┏━━

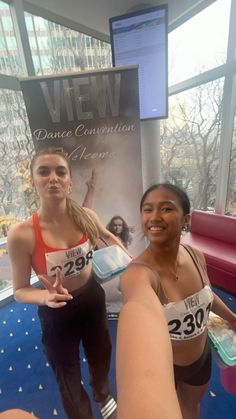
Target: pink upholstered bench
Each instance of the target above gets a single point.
(215, 235)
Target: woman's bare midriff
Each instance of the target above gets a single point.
(76, 282)
(187, 352)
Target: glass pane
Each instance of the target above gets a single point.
(57, 49)
(231, 196)
(190, 142)
(17, 197)
(10, 62)
(197, 45)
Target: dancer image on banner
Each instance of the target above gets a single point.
(89, 196)
(175, 275)
(120, 229)
(57, 243)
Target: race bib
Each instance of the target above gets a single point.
(70, 261)
(188, 318)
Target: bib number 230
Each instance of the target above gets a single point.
(75, 266)
(191, 322)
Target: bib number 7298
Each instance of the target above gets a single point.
(74, 266)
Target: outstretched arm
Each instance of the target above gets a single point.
(144, 362)
(221, 309)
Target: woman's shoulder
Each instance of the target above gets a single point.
(141, 267)
(21, 233)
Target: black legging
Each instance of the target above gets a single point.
(82, 319)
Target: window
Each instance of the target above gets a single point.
(231, 197)
(55, 42)
(190, 142)
(8, 44)
(200, 43)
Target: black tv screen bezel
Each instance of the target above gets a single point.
(138, 13)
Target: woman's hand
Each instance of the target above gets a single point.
(57, 295)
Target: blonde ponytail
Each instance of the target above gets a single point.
(82, 220)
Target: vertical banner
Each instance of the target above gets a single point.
(94, 117)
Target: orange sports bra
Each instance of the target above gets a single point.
(38, 258)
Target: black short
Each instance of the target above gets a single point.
(199, 372)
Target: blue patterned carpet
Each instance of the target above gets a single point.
(27, 382)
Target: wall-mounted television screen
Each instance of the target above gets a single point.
(141, 38)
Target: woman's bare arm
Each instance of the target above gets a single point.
(144, 362)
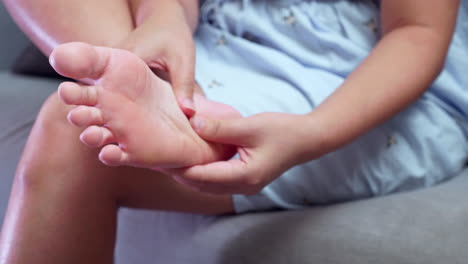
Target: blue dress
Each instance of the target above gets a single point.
(288, 56)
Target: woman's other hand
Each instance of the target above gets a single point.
(268, 144)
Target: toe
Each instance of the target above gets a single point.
(79, 60)
(96, 136)
(113, 155)
(75, 94)
(83, 116)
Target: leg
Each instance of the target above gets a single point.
(63, 205)
(103, 23)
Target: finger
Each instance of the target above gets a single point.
(232, 172)
(238, 131)
(182, 74)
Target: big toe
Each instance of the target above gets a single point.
(79, 61)
(113, 155)
(75, 94)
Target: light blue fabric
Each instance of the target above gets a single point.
(288, 56)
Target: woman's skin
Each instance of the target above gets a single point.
(63, 206)
(51, 192)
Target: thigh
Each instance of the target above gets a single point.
(20, 100)
(102, 23)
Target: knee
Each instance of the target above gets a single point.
(49, 145)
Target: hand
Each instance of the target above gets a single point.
(268, 145)
(163, 39)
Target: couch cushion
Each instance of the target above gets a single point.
(421, 227)
(13, 40)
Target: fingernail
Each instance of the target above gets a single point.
(52, 61)
(188, 107)
(188, 103)
(198, 123)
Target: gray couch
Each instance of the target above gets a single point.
(428, 226)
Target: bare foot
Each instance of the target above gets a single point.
(129, 112)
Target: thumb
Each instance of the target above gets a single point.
(238, 131)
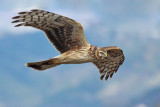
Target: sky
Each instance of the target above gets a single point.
(132, 25)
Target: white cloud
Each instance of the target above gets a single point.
(141, 105)
(132, 86)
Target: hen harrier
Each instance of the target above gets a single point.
(68, 37)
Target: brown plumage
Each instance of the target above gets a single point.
(68, 37)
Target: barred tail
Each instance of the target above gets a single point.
(43, 65)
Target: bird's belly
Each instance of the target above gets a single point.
(77, 58)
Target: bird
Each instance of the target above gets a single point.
(68, 37)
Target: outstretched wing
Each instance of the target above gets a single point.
(110, 65)
(64, 33)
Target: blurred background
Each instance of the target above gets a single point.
(133, 25)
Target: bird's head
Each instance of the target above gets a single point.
(102, 54)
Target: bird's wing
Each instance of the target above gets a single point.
(110, 65)
(64, 33)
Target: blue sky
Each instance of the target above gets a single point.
(133, 25)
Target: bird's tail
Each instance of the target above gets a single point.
(43, 65)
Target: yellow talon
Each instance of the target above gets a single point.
(56, 62)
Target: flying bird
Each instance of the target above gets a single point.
(68, 37)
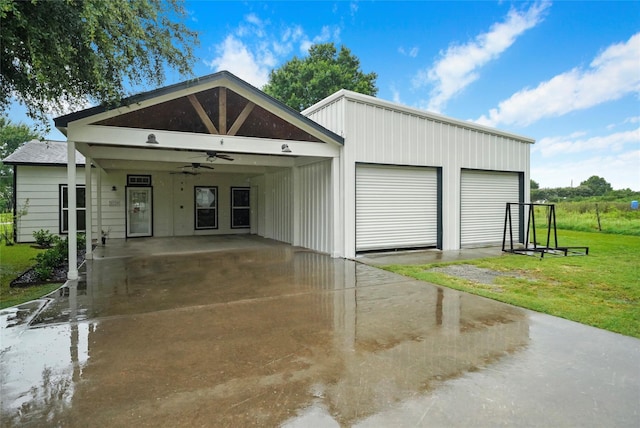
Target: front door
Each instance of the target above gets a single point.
(139, 212)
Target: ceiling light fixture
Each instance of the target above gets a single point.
(151, 139)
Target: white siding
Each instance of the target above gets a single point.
(396, 207)
(278, 203)
(315, 206)
(41, 187)
(379, 132)
(484, 195)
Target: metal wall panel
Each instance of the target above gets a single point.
(483, 198)
(278, 206)
(396, 207)
(315, 206)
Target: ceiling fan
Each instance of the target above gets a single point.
(192, 169)
(212, 156)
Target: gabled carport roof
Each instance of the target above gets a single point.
(213, 80)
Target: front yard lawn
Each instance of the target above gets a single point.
(601, 289)
(14, 260)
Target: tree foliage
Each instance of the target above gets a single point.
(68, 53)
(300, 83)
(598, 185)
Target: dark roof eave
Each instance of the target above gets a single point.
(61, 122)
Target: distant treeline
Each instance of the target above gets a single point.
(583, 193)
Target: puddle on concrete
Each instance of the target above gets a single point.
(247, 338)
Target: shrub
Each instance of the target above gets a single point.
(43, 273)
(43, 238)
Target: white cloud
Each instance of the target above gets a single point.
(620, 170)
(616, 142)
(412, 52)
(327, 33)
(235, 56)
(458, 65)
(610, 76)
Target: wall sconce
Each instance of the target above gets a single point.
(151, 139)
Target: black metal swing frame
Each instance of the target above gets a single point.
(534, 248)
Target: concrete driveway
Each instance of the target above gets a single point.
(264, 334)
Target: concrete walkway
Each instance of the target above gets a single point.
(271, 335)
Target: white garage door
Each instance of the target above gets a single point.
(396, 207)
(484, 195)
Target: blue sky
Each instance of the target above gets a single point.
(566, 73)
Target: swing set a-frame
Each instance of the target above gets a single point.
(534, 247)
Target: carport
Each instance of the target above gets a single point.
(209, 156)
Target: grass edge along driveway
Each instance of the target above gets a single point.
(601, 289)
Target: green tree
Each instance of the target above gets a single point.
(598, 185)
(77, 51)
(300, 83)
(12, 136)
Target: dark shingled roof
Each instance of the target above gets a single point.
(37, 152)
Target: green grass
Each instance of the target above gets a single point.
(14, 260)
(601, 289)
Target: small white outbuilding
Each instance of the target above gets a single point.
(215, 155)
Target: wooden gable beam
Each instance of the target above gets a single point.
(202, 114)
(241, 118)
(223, 110)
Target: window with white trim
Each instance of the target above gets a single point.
(206, 207)
(240, 207)
(64, 208)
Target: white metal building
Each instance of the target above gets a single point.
(416, 179)
(351, 174)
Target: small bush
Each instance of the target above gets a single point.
(51, 258)
(43, 238)
(43, 273)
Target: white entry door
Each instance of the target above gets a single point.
(139, 212)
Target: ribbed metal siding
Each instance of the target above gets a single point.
(315, 206)
(396, 207)
(279, 202)
(483, 199)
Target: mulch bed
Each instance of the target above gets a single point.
(59, 275)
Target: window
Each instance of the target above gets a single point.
(240, 208)
(206, 201)
(139, 180)
(64, 208)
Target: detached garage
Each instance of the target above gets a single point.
(396, 207)
(483, 198)
(414, 179)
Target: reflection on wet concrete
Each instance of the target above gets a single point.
(290, 337)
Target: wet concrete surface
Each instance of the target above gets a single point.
(279, 336)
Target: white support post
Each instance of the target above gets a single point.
(88, 203)
(72, 274)
(296, 206)
(337, 224)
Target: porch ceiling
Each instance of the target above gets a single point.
(173, 160)
(218, 113)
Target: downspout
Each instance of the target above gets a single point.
(88, 204)
(72, 274)
(14, 203)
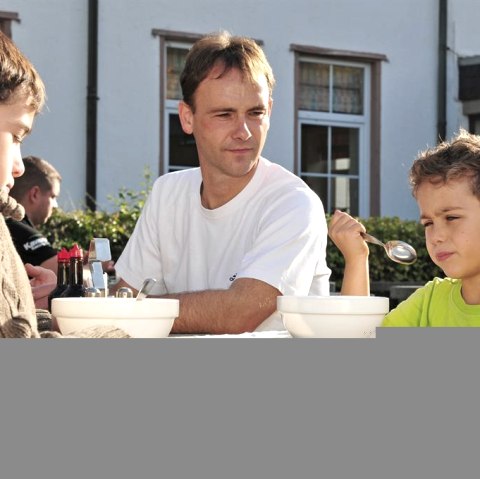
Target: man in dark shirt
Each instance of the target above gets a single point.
(37, 191)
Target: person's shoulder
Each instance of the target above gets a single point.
(19, 225)
(176, 181)
(442, 284)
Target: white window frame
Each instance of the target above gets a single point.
(362, 122)
(170, 107)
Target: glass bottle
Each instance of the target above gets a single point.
(75, 282)
(63, 261)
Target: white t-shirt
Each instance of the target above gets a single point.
(274, 230)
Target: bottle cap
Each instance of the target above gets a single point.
(63, 256)
(124, 292)
(93, 293)
(76, 251)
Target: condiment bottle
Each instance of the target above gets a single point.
(75, 282)
(63, 261)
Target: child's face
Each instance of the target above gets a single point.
(450, 213)
(16, 121)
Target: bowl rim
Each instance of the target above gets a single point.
(333, 304)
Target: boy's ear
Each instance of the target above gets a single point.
(33, 194)
(186, 117)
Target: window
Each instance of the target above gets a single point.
(177, 149)
(337, 111)
(469, 90)
(6, 19)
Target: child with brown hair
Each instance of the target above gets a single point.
(22, 95)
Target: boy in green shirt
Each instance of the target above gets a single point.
(445, 182)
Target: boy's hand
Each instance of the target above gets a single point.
(43, 282)
(345, 231)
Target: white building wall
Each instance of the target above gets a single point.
(53, 33)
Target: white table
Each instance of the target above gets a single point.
(256, 335)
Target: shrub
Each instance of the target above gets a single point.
(80, 226)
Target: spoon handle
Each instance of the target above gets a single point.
(371, 239)
(146, 288)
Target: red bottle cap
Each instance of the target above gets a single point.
(76, 252)
(63, 256)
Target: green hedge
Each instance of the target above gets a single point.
(80, 226)
(66, 228)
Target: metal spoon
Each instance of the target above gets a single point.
(146, 288)
(398, 251)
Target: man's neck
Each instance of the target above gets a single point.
(216, 192)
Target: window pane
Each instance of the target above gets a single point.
(183, 151)
(314, 85)
(345, 151)
(314, 149)
(320, 186)
(175, 63)
(345, 195)
(348, 90)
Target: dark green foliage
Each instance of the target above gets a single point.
(381, 267)
(80, 226)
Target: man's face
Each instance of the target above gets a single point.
(230, 123)
(16, 121)
(44, 203)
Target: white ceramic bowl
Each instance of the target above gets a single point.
(148, 318)
(332, 316)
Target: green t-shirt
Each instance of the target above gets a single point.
(439, 304)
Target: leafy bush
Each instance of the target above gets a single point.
(80, 226)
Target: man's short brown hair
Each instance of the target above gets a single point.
(228, 51)
(18, 77)
(38, 172)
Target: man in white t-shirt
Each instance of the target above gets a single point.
(229, 237)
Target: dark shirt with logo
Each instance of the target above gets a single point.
(31, 245)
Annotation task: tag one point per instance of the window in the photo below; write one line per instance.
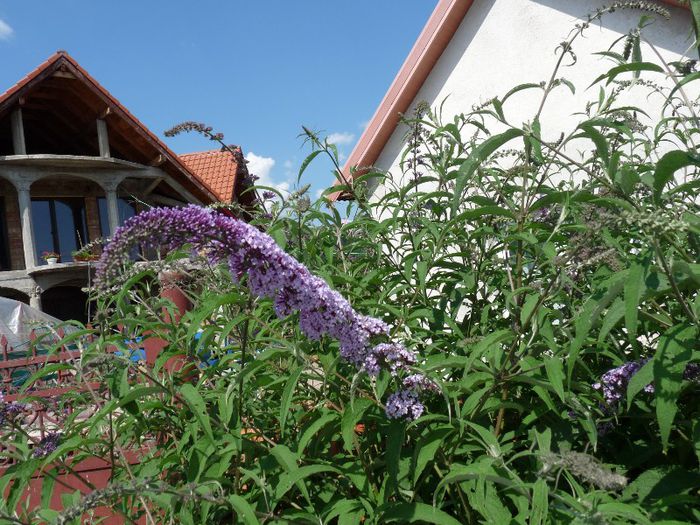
(4, 245)
(59, 226)
(126, 210)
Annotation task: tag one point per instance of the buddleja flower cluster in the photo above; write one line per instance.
(9, 409)
(48, 444)
(614, 382)
(270, 273)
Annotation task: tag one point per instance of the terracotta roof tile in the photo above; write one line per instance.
(217, 169)
(62, 57)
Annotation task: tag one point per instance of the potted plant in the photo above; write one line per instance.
(51, 257)
(84, 255)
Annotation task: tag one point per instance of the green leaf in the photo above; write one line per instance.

┗━━

__What to do__
Exactly the lines from the one that holds "Annotation task: tag one point per instance of the potted" through the final line of the records above should be written out, and only those.

__Response__
Annotation task: tag one point per instance of the potted plant in the photo above; write one line per instance.
(51, 257)
(84, 255)
Annotation task: tag one point per instance of the green leaf in the photo above; write one line per instance.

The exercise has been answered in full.